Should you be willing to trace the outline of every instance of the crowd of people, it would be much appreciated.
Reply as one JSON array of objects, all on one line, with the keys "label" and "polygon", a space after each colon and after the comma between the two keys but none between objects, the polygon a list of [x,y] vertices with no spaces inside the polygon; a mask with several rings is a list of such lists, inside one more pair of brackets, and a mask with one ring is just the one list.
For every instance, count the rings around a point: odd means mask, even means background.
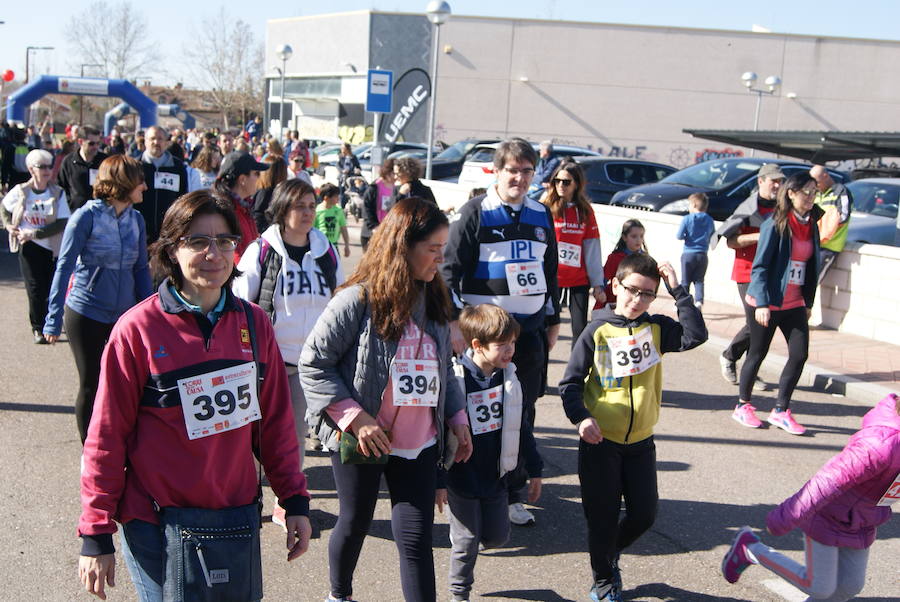
[{"label": "crowd of people", "polygon": [[[261,136],[254,123],[246,133]],[[778,328],[790,357],[768,422],[804,432],[789,404],[829,257],[820,259],[826,211],[817,199],[832,207],[832,239],[846,222],[847,193],[815,168],[785,178],[764,165],[758,192],[717,232],[705,196],[692,195],[678,228],[679,282],[650,255],[636,219],[604,264],[581,168],[544,161],[525,140],[499,145],[495,182],[452,220],[416,160],[388,160],[354,192],[364,253],[345,274],[346,184],[359,168],[349,147],[339,185],[316,189],[306,171],[314,159],[296,135],[259,154],[252,137],[158,126],[130,146],[86,126],[69,135],[62,158],[25,154],[29,177],[10,182],[0,216],[35,342],[57,343],[64,328],[78,369],[79,574],[100,597],[114,580],[118,524],[142,600],[260,599],[262,473],[292,560],[309,546],[302,467],[311,437],[329,454],[340,503],[327,600],[353,599],[382,478],[403,597],[438,597],[432,525],[446,505],[449,593],[469,600],[479,549],[503,545],[510,525],[535,523],[535,404],[567,307],[559,395],[579,439],[588,597],[620,601],[619,558],[656,519],[662,357],[707,339],[703,282],[717,237],[735,250],[746,310],[746,329],[721,360],[739,384],[733,417],[762,425],[751,392]],[[660,283],[677,318],[648,312]],[[815,495],[801,492],[770,515],[775,535],[807,533],[812,564],[792,565],[742,530],[723,562],[730,582],[756,563],[818,598],[862,588],[865,552],[889,516],[878,504],[900,472],[898,404],[887,399],[867,416],[806,486]],[[877,450],[854,463],[874,440]],[[853,470],[839,468],[847,463]],[[852,533],[828,526],[839,512],[861,517]]]}]

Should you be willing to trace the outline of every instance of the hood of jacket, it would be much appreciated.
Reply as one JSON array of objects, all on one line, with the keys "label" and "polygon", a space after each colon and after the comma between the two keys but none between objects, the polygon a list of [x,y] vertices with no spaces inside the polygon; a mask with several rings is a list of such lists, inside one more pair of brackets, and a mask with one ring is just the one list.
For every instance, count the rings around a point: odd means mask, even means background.
[{"label": "hood of jacket", "polygon": [[[308,236],[309,252],[314,259],[317,259],[328,252],[328,246],[331,243],[328,242],[328,238],[325,237],[325,234],[312,228],[310,229]],[[288,262],[293,260],[288,256],[287,248],[284,246],[284,239],[281,238],[281,227],[278,224],[272,224],[262,233],[262,238],[272,246],[273,251],[281,255],[281,277],[287,278]],[[281,298],[284,301],[285,314],[288,316],[293,315],[287,297],[282,295]]]},{"label": "hood of jacket", "polygon": [[[647,312],[642,313],[638,317],[633,320],[629,320],[625,316],[621,314],[617,314],[613,310],[613,304],[604,305],[602,308],[594,312],[594,320],[601,320],[603,322],[608,322],[613,326],[617,326],[619,328],[628,328],[629,326],[634,328],[640,324],[646,324],[650,321],[650,314]],[[593,320],[592,320],[593,321]]]},{"label": "hood of jacket", "polygon": [[[766,201],[763,206],[769,207],[770,202],[772,203],[771,207],[774,208],[775,201]],[[747,197],[747,200],[738,205],[734,210],[734,213],[722,222],[722,225],[716,230],[716,238],[713,239],[710,248],[715,249],[719,238],[728,238],[732,234],[736,234],[741,226],[746,225],[751,228],[759,228],[768,216],[768,214],[763,215],[759,212],[759,204],[759,193],[754,190],[753,193]]]}]

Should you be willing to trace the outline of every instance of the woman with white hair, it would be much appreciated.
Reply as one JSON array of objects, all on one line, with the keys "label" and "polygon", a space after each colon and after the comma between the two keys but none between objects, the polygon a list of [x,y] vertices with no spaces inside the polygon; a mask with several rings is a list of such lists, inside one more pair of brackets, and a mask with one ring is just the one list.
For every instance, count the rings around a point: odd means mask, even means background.
[{"label": "woman with white hair", "polygon": [[42,330],[69,204],[63,189],[50,183],[53,155],[33,150],[25,157],[25,165],[31,177],[3,198],[0,218],[9,238],[9,250],[19,254],[34,342],[45,345],[47,339]]}]

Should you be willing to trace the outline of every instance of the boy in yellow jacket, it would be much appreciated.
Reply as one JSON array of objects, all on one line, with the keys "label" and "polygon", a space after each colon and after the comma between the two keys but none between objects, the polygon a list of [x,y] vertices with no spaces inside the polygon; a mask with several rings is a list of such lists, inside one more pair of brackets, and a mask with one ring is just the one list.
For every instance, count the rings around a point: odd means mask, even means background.
[{"label": "boy in yellow jacket", "polygon": [[[660,278],[678,320],[647,313]],[[559,383],[563,409],[578,426],[578,479],[588,525],[591,600],[622,599],[619,554],[653,525],[658,493],[653,427],[662,397],[661,357],[707,339],[703,316],[669,263],[647,254],[622,260],[612,280],[618,303],[581,333]],[[622,496],[625,515],[619,520]]]}]

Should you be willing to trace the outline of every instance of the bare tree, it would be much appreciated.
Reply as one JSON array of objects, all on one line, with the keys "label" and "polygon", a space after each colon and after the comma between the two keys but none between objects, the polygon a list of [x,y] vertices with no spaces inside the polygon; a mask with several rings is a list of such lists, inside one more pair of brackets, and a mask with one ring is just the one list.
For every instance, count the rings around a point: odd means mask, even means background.
[{"label": "bare tree", "polygon": [[247,119],[263,105],[264,51],[253,30],[225,7],[204,19],[182,52],[194,79],[208,90],[226,128],[232,118]]},{"label": "bare tree", "polygon": [[130,1],[96,0],[78,9],[65,34],[73,49],[73,66],[99,63],[106,77],[132,79],[146,75],[159,61],[149,31],[144,14]]}]

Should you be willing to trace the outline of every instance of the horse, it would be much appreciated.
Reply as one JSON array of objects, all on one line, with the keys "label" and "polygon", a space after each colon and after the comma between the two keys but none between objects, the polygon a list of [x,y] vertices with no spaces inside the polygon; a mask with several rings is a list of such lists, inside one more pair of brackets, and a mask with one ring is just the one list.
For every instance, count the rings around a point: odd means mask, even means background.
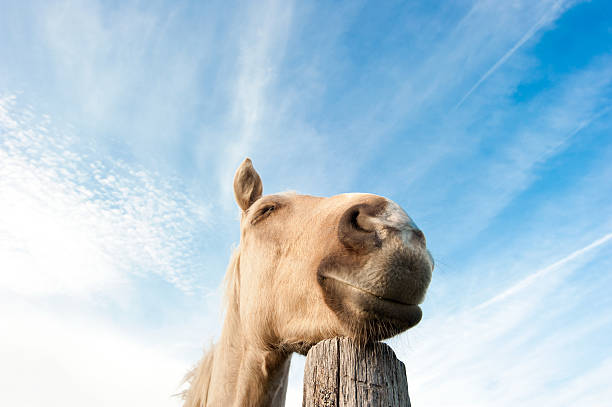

## ACTION ITEM
Starting from the line containing "horse, it would be much appreciated.", repeat each line exactly through the end of the entries, including the last, while leaving pictures out.

## WORKED SOLUTION
Should you be willing to trace the outline of every instance of the horse, it would be much appreciated.
Reply as one JSON array of objects, all on one line, with the keys "label" and "polygon", a space after each colon and after the comma between the two keys but none between objects, the polygon a list of [x,y] vertices with no spaces inside the polygon; a mask with several rings is a list of such lists, inside one more pair of brackets, and a mask with one ring is just the one list.
For every instance, count the rings around a point: odd means mask, even means background.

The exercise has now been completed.